(Input records Opens)

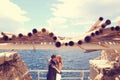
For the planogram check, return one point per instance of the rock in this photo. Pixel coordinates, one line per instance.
(12, 67)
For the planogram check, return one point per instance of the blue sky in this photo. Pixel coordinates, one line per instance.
(63, 17)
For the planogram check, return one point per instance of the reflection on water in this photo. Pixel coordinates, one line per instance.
(73, 59)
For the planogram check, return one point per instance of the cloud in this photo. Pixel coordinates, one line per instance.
(11, 17)
(81, 14)
(86, 8)
(13, 11)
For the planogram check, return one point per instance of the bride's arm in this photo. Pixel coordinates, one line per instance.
(56, 68)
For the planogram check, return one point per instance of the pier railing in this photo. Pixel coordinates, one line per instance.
(81, 77)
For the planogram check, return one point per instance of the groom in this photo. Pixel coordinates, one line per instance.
(51, 75)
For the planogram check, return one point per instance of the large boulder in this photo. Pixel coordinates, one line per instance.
(12, 67)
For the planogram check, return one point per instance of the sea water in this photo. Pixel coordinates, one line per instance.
(72, 60)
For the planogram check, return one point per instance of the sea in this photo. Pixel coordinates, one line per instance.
(72, 60)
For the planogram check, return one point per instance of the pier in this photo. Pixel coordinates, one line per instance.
(81, 72)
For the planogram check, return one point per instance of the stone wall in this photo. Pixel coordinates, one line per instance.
(12, 67)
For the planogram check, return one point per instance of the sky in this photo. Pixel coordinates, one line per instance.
(63, 17)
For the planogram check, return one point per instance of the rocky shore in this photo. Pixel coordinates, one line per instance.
(12, 67)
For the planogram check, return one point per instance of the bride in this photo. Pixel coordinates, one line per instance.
(58, 67)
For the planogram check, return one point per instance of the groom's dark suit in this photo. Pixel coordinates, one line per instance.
(51, 75)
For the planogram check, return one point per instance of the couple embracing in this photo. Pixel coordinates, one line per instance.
(54, 68)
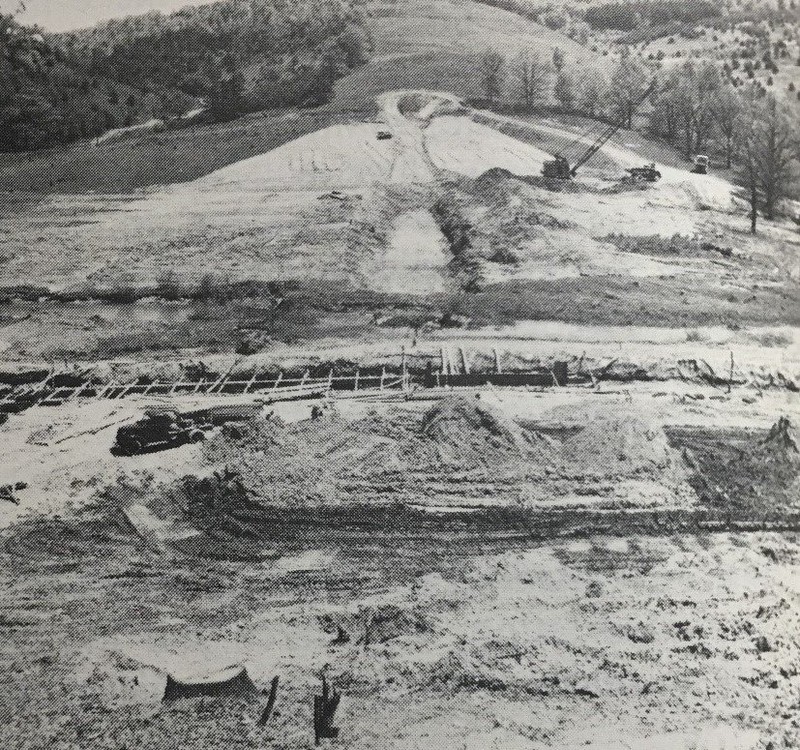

(Input records Closes)

> [Task directions] If pictures appear in the data, omit them and copy all other parts exactly.

> [Solution]
For the planogram check, return one point per instance of the rock in this photo. Pixel coordinates, one line per instance.
(12, 67)
For the planogram check, return one point per instance of the blue sky in this photo. Pixel coordinates, one line per instance.
(63, 17)
For the planogram check, return one point per instance of the reflection on water in this photo. Pixel coordinates, one line per instance.
(73, 59)
For the planogram check, return one point per instance of the cloud in this photo. Pixel coordinates, one line per instance.
(11, 17)
(81, 14)
(86, 8)
(13, 11)
For the planogram check, return one point per instance of the bride's arm in this photo. Pixel coordinates, one line per instance.
(56, 68)
For the planogram check, return one point per instance of the pier railing in this photo. Pixel coordinates, one line per instance.
(81, 77)
For the planogram check, return one point per instance of the groom in this photo. Pixel coordinates, one line per instance.
(51, 75)
For the planogram check, return one point per instance of the large boulder in this photo. Pixel coordinates, one line per instance.
(12, 67)
For the planogram check, return one point per instance of the sea water in this photo. Pixel coordinates, one line per instance.
(72, 60)
For the planogram check, return one point per instance of the sea in this photo. Pixel coordinates, one line per instance.
(72, 60)
For the planogram check, return one point per instance of the pier in this photo. Pixel coordinates, one line per instance.
(81, 72)
For the planogram check, return one point per instance of the stone wall in this photo. Pixel coordinates, one line per instance.
(12, 67)
For the planogram check, return one point per instance of the sky in this photo. Pixel coordinates, one line per instance.
(63, 17)
For the planogram check, return one point per instance of the rocky shore in this photo. Pixel coordinates, one line per instance.
(12, 67)
For the planogram check, return one point per instance of the bride in this photo. Pixel coordinates, one line per instance.
(58, 67)
For the planogram check, return one point per instance of the groom's dark suit in this photo. Pixel coordinates, one line per instance.
(51, 75)
For the planogram check, return one point per instance of the couple embracing in this photo. Pixel coordinates, one line per instance.
(54, 68)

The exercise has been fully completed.